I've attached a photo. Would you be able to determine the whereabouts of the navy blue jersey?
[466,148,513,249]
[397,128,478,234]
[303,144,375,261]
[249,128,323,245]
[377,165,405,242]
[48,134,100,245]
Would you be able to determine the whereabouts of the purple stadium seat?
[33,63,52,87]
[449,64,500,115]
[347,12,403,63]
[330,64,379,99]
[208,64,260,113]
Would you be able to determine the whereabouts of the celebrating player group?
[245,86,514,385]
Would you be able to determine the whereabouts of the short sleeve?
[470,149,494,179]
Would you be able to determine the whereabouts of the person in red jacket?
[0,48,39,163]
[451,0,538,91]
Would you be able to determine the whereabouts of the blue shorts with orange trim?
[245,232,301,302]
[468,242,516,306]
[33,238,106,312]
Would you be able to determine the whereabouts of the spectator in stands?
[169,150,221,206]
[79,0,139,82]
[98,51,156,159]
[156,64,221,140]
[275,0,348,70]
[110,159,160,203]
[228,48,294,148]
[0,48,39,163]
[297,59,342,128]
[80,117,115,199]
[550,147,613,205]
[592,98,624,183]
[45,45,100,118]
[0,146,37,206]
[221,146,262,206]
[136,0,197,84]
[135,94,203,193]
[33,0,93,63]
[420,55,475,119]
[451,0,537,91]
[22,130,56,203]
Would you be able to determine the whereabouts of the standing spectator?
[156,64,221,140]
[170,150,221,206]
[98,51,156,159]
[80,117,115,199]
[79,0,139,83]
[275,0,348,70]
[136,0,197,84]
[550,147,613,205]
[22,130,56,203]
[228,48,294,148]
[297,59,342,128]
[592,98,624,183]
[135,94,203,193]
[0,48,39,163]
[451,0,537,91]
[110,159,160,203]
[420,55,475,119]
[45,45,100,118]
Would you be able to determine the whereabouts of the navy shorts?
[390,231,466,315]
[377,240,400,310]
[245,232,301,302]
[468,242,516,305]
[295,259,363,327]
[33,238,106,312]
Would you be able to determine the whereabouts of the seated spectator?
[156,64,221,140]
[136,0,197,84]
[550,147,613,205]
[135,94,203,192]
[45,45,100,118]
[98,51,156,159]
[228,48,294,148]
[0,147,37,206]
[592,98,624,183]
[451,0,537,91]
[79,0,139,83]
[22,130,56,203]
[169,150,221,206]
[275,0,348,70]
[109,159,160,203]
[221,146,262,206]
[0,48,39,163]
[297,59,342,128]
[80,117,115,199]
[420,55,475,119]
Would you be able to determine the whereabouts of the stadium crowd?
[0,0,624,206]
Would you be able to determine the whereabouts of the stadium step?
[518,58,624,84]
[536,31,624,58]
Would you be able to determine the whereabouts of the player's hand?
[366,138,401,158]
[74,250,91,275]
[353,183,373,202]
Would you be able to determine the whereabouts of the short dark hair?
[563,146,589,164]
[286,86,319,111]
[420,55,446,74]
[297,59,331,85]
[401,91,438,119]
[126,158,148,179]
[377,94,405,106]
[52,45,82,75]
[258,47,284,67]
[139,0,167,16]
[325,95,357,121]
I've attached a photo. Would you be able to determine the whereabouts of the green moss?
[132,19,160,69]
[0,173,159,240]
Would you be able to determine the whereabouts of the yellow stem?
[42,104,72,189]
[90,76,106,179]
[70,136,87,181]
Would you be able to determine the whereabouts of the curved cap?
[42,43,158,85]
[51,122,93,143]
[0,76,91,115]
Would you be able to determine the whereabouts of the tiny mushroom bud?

> _Goal_
Repeat every entry exactly, please.

> _Right answer_
I've attached a photo. Would you be able to determine the whereabouts of the navy blue jersey?
[466,148,513,249]
[397,128,478,234]
[303,144,375,261]
[249,128,323,245]
[377,165,405,242]
[48,134,100,245]
Would you be able to determine the whereabouts of the purple stadium seat?
[33,63,52,87]
[449,64,500,115]
[347,12,403,63]
[330,64,379,99]
[208,64,260,113]
Would you be able to determine the whereabouts of the celebrating player group?
[245,86,514,385]
Would you be able to determine the whereabouts of the short sleeve?
[470,149,494,179]
Would you be able to determine the whereabouts of the person in red jacket?
[0,48,39,163]
[451,0,538,91]
Would you be able to determine the whereabouts of the blue shorts with orange trim?
[245,232,301,302]
[468,242,516,306]
[33,238,106,312]
Would you be able to determine the whereabouts of the spectator in stands?
[169,150,221,206]
[79,0,139,82]
[98,51,156,159]
[156,64,221,140]
[275,0,348,70]
[110,159,160,203]
[228,48,294,148]
[0,48,39,163]
[297,59,342,128]
[80,117,115,199]
[550,147,613,205]
[592,98,624,183]
[45,45,100,118]
[0,146,37,206]
[221,146,262,206]
[136,0,197,84]
[135,94,203,193]
[33,0,93,63]
[420,55,475,119]
[451,0,537,91]
[22,130,56,203]
Would you be able to determine the whereabouts of the standing spectator?
[156,64,221,140]
[170,150,221,206]
[98,51,156,159]
[80,117,115,199]
[79,0,139,83]
[275,0,348,70]
[136,0,197,84]
[550,147,613,205]
[22,130,56,203]
[228,48,294,148]
[297,59,342,128]
[592,98,624,183]
[135,94,203,193]
[0,48,39,163]
[451,0,537,91]
[110,159,160,203]
[420,55,475,119]
[45,45,100,118]
Would you be able to determine the whereabouts of the navy shorts?
[390,231,466,315]
[377,240,400,310]
[245,232,301,302]
[468,242,516,305]
[295,259,363,327]
[33,238,106,312]
Would you be able to determine the whereabouts of the seated spectator?
[156,64,221,140]
[136,0,197,84]
[550,147,613,205]
[135,94,203,192]
[45,45,100,118]
[98,51,156,159]
[228,48,294,148]
[0,147,37,206]
[592,98,624,183]
[451,0,537,91]
[79,0,139,83]
[22,130,56,203]
[169,150,221,206]
[275,0,348,70]
[109,159,160,203]
[221,146,262,206]
[0,48,39,163]
[297,59,342,128]
[80,117,115,199]
[420,55,475,119]
Would you be able to determine the whereabouts of the stadium crowd?
[0,0,624,206]
Would you be able to determine the whereabouts of the stadium step?
[518,58,624,84]
[536,31,624,58]
Would you be able to determine the whereabouts of the player's hand?
[366,138,401,158]
[74,250,91,275]
[353,183,373,202]
Would you be able to determine the whereabouts of the short dark hair?
[563,146,589,164]
[286,86,319,111]
[420,55,446,74]
[297,59,331,85]
[401,91,438,119]
[126,158,148,179]
[377,94,405,106]
[52,45,82,75]
[258,47,284,67]
[139,0,167,16]
[325,95,357,121]
I've attached a photo. Would you be able to determine the whereabouts of the green moss?
[132,19,160,69]
[0,173,159,240]
Would you be able to determine the whereabouts of the yellow stem?
[42,104,72,189]
[90,76,106,179]
[70,136,87,181]
Would you be able to determine the whereabouts of the curved cap?
[42,43,158,85]
[51,122,93,143]
[0,76,91,115]
Would you be able to determine the whereabouts of the tiny mushroom bud?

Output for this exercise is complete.